FRANCESCO GAMBINO, Presidente del consiglio di amministrazione della società INSER. Il costo di movimentazione dei rifiuti delle vecchie discariche di Cambiano.
PRESIDENTE. Questo per capire ciò che voi dovete alla SIT.
FRANCESCO GAMBINO, Presidente del consiglio di amministrazione della società INSER. No, quello che dobbiamo per la messa a dimora dei vecchi rifiuti delle discariche di Cambiano, ovvero...
ENRICO RUFFO, Direttore tecnico della società SIT. No, quel lavoro l'abbiamo fatto noi.
PRESIDENTE. Scusate, ho sentito i rappresentanti della società SIT proporre la loro società come quella che, attraverso addirittura una gara, ha avuto l'appalto per rimuovere i rifiuti dalla vecchia discarica di Cambiano.
FRANCESCO GAMBINO, Presidente del consiglio di amministrazione della società INSER. No, di realizzare l'intero impianto di discarica.
PRESIDENTE. E quindi, per poter realizzare la discarica, rimuovere prima i rifiuti della vecchia discarica di Cambiano. Questo è quello che ha detto il rappresentante della SIT.
FRANCESCO GAMBINO, Presidente del consiglio di amministrazione della società INSER. Ed io lo confermo.
GIUSEPPE DI CLAUDIO, Direttore generale della società INSER. Vi è un altro aspetto da tenere presente. Nei 6 miliardi paghiamo la messa a dimora delle 45 mila tonnellate di rifiuti nuovi e di altrettante di rifiuti vecchi. La gestione della messa a dimora, fatta non dalla SIT ma dalla Servizi ecologici, ad oggi, non è di 45 mila tonnellate, ma di 90 mila. La Servizi ecologici ha compattato e messo a dimora non le 45 mila tonnellate, per le quali siamo stati pagati, ma 90 mila, che non ci sono stati pagati da alcuno. Il presidente diceva prima che quello spettava all'INSER; è chiaro che spetta a noi, ma dietro un corrispettivo. Non sono però riuscito a fargli dire in che modo ci hanno pagato la messa a dimora di altre 45 mila tonnellate.
PRESIDENTE. Questo è chiaro e fa parte di un contenzioso. Non è questa la sede per riproporre elementi di un contenzioso che, ancorché molto complesso, è documentato in tutti i suoi passaggi.

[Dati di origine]
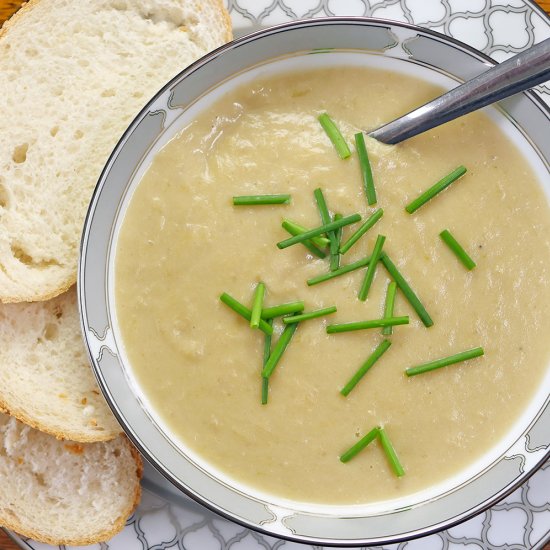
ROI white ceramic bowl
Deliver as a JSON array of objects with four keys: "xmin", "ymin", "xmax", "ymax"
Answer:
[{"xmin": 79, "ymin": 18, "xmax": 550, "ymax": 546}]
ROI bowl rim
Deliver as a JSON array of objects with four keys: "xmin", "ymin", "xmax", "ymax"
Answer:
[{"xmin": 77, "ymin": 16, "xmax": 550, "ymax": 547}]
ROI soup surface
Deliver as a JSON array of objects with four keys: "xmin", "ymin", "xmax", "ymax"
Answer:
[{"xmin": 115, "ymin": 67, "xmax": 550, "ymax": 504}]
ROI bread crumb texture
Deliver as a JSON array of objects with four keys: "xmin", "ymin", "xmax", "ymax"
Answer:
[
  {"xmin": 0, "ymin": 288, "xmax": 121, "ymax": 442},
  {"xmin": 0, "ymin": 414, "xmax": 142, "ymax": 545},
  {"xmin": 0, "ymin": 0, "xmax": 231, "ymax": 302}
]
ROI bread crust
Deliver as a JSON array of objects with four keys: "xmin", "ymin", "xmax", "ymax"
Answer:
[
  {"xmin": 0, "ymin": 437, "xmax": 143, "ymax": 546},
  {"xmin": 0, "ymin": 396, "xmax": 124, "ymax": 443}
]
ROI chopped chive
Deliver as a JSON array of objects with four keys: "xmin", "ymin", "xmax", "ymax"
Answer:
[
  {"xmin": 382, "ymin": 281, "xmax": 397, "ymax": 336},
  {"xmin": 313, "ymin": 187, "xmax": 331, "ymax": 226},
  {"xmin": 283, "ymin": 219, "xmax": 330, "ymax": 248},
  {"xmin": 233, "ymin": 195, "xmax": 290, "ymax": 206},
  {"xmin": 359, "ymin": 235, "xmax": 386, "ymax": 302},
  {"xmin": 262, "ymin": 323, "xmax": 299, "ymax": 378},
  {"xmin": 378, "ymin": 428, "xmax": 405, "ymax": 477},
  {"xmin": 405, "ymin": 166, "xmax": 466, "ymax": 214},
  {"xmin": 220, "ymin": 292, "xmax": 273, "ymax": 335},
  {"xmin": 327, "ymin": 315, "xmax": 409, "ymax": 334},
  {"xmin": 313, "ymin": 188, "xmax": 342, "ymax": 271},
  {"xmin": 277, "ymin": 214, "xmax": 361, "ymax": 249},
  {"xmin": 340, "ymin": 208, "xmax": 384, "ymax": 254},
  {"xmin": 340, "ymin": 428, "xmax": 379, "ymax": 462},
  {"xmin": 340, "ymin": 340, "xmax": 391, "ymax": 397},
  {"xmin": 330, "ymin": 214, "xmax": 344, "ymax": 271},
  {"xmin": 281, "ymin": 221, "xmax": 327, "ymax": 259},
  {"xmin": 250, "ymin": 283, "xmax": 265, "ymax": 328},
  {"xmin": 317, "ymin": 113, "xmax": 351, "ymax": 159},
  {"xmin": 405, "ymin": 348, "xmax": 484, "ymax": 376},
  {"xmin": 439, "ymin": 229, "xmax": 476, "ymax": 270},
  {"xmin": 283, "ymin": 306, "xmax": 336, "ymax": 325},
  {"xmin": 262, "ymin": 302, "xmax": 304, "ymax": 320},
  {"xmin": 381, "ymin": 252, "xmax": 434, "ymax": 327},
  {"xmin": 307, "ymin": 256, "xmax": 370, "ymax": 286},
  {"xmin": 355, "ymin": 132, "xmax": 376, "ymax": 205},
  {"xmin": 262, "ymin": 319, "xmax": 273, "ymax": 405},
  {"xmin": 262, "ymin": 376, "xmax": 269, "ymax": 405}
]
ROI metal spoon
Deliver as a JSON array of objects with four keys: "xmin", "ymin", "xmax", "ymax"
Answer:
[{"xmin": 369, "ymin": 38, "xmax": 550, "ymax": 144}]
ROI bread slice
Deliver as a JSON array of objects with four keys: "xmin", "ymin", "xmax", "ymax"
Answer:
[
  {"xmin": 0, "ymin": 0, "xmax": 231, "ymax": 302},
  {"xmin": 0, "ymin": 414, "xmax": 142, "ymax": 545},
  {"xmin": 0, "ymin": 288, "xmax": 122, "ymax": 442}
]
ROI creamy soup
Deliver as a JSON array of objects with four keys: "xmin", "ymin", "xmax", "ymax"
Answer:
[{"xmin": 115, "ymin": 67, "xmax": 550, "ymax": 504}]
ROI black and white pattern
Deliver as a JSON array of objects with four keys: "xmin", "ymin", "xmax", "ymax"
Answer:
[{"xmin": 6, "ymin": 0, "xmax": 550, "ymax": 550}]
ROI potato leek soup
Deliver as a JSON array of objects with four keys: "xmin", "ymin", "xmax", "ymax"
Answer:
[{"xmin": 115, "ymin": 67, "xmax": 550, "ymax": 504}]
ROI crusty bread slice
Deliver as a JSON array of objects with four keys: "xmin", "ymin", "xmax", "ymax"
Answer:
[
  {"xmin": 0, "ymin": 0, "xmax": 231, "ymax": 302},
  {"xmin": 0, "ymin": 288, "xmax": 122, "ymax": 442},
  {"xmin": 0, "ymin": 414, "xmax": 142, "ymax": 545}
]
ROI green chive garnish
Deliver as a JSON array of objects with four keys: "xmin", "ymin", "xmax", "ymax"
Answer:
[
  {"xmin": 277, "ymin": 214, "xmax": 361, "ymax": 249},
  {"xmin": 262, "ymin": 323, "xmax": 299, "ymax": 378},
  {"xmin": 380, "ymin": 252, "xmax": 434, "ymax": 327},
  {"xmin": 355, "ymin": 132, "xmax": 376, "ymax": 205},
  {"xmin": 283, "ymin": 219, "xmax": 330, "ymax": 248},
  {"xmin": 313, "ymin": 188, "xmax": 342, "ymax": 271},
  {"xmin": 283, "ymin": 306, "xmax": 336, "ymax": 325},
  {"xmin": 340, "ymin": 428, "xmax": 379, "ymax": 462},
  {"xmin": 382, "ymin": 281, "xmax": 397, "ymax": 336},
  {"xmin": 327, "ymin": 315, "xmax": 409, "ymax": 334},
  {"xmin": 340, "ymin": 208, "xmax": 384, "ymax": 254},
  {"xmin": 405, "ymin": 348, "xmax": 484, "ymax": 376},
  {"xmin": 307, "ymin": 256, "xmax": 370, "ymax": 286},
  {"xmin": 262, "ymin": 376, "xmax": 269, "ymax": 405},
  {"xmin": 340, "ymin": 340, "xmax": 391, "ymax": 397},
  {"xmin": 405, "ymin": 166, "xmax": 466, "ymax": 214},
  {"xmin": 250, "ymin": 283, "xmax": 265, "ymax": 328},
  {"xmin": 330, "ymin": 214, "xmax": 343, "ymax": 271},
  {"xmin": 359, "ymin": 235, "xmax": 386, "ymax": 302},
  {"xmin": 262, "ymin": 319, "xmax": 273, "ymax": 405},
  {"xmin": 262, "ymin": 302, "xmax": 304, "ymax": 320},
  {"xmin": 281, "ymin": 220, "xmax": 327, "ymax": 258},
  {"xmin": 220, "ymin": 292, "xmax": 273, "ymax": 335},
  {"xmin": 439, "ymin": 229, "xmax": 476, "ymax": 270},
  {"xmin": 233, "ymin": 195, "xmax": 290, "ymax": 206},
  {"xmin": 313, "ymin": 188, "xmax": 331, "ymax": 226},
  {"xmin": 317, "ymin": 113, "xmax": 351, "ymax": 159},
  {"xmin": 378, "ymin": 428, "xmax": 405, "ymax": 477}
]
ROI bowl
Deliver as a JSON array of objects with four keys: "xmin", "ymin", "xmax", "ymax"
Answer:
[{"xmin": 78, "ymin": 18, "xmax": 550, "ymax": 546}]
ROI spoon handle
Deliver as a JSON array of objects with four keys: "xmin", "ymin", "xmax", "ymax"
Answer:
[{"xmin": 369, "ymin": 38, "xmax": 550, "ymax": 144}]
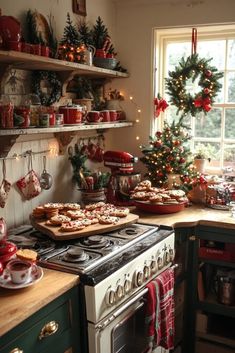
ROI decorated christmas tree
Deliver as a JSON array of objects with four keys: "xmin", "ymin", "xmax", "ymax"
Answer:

**Compito da svolgere:** Copia dall'estratto sulla discarica di Cambiano il passo che va da "ENRICO RUFFO, Direttore" a "impianto di discarica.". Le righe non hanno alcun ruolo in questo esercizio.

**Risposta all'esercizio:**
ENRICO RUFFO, Direttore tecnico della società SIT. No, quel lavoro l'abbiamo fatto noi.
PRESIDENTE. Scusate, ho sentito i rappresentanti della società SIT proporre la loro società come quella che, attraverso addirittura una gara, ha avuto l'appalto per rimuovere i rifiuti dalla vecchia discarica di Cambiano.
FRANCESCO GAMBINO, Presidente del consiglio di amministrazione della società INSER. No, di realizzare l'intero impianto di discarica.